Document text —
Researchers into the Mystery of Spirit Contact



Fredric w. h. myers (1843–1901)

Fredric William Henry Myers was born in 1843 in Keswick, Cumberland, England, into the family of a clergyman. He was educated at Cheltenham and Trinity College, Cambridge. In 1865, he became a lecturer in the classics at Cambridge, but in 1872, he resigned that position to become a school inspector. Myers published several volumes of poetry, though it was as an essayist that he became known (Essays, Classical and Modern [1885]).

Intrigued by the possibility of ghosts, spirits, and the survival of the soul since he was very young, Myers began sitting with mediums in 1872, often in the company of his friends, Henry Sidgwick (1838–1900) and Edmund Gurney (1847–1888). In 1882, he was one of the original group, together with Sidgwick and Gurney, who founded the British Society for Psychical Research (BSPR) and remained until the end of his life one of its most active and productive members, serving as the society's secretary from 1888 to 1899 and its president in 1900.

Although he was never a skeptic toward the paranormal, Myers deemed many of the manifestations of spirit mediums to be simplistic and puerile. In his opinion, the greatest evidence for survival of the human personality after death was to be found in what he called the "subliminal consciousness," that mysterious realm that lies beneath the threshold of ordinary consciousness wherein exist the faculties of telepathy, clairvoyance, psychokinesis, and precognition. All the phenomena of mediumism and the seance room Myers attributed to the manifestations of the subliminal consciousness.

Set of tasks —
1 - According to the Myers passage, in which year did Myers serve as president of the British Society for Psychical Research?
2 - Reproduce word for word the stretch of the Myers passage from "Fredric William Henry" through "and Modern [1885]).".
3 - Extend the Myers passage, picking up right after its final sentence.

Material provided —
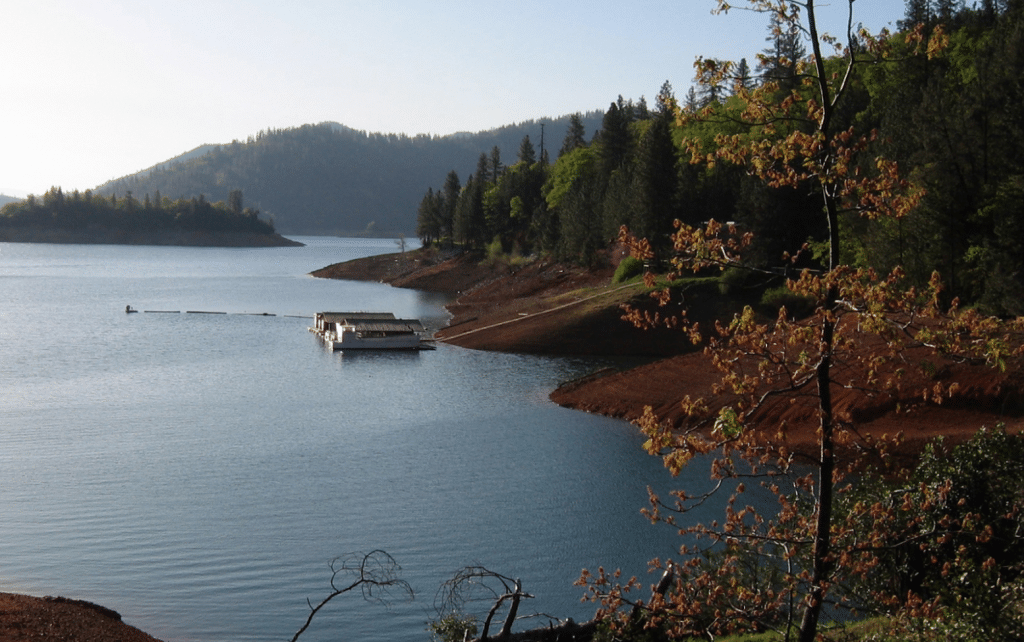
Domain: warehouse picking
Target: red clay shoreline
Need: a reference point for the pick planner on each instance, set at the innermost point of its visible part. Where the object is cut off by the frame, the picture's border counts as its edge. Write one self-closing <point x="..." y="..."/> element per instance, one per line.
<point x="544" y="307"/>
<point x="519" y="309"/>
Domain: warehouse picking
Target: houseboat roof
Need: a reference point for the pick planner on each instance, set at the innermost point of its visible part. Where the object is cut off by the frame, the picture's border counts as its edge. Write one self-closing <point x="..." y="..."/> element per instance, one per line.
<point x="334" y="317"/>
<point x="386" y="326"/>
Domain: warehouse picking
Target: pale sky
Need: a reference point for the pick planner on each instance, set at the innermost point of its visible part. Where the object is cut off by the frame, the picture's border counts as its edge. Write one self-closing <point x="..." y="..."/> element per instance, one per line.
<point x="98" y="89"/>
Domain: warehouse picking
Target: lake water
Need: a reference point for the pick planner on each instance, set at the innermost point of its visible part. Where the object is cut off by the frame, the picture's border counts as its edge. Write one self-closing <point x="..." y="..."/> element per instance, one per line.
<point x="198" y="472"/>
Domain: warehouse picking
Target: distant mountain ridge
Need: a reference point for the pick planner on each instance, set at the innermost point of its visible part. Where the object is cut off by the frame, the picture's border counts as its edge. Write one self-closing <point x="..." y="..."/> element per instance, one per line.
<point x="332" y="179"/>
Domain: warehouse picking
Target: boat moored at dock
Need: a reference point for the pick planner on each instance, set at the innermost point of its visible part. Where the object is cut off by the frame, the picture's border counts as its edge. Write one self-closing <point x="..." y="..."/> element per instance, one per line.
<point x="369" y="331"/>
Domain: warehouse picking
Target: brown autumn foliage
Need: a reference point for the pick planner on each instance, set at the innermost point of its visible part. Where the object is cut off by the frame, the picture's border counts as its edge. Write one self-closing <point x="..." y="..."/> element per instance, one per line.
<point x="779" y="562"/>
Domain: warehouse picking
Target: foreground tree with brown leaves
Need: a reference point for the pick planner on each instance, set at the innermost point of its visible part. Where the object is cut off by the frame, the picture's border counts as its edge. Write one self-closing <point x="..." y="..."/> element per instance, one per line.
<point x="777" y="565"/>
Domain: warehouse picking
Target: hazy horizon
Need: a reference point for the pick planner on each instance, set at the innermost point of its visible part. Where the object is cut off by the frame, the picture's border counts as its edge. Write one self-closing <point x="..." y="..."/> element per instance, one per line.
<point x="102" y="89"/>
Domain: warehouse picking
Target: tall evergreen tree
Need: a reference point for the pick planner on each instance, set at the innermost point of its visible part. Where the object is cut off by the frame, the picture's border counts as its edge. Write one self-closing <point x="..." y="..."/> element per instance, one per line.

Response list —
1 - 1900

2 -
Fredric William Henry Myers was born in 1843 in Keswick, Cumberland, England, into the family of a clergyman. He was educated at Cheltenham and Trinity College, Cambridge. In 1865, he became a lecturer in the classics at Cambridge, but in 1872, he resigned that position to become a school inspector. Myers published several volumes of poetry, though it was as an essayist that he became known (Essays, Classical and Modern [1885]).

3 -
Myers investigated one of the most evidential cases suggestive of the survival of human personality beyond the death experience recorded in the early annals of psychical research. The report, which has come to be known as "The Case of the Scratch on the Cheek."

In 1876 Mr. F. G., a traveling salesman, was sitting in a hotel room in St. Joseph, Missouri. It was high noon and he was smoking a cigar and writing out sales orders. Suddenly conscious of someone sitting on his left with one arm resting on the table, the salesman was startled to look up into the face of his dead sister, a young lady of 18 who had died of cholera in 1867. "So sure was I that it was she," he wrote in an account to the American Society for Psychical Research (ASPR) (Proceedings, S.P.R., VI, 17), "that I sprang forward in delight, calling her by name."

As he did so, the image of his sister vanished, and Mr. F. G. resumed his seat, stunned by the experience. The cigar was still in his mouth, the pen was still in his hand, and the ink was still moist on his order blank. He was satisfied that he had not been dreaming, but was wide awake. He had been near enough to touch her, "had it been a physical possibility." He had noted her features, expression, and details of dress. "She appeared as if alive," he stated. "Her eyes looked kindly and perfectly naturally into mine. Her skin was so lifelike that I could see the glow of moisture on its surface, and, on the whole, there was no change in her appearance."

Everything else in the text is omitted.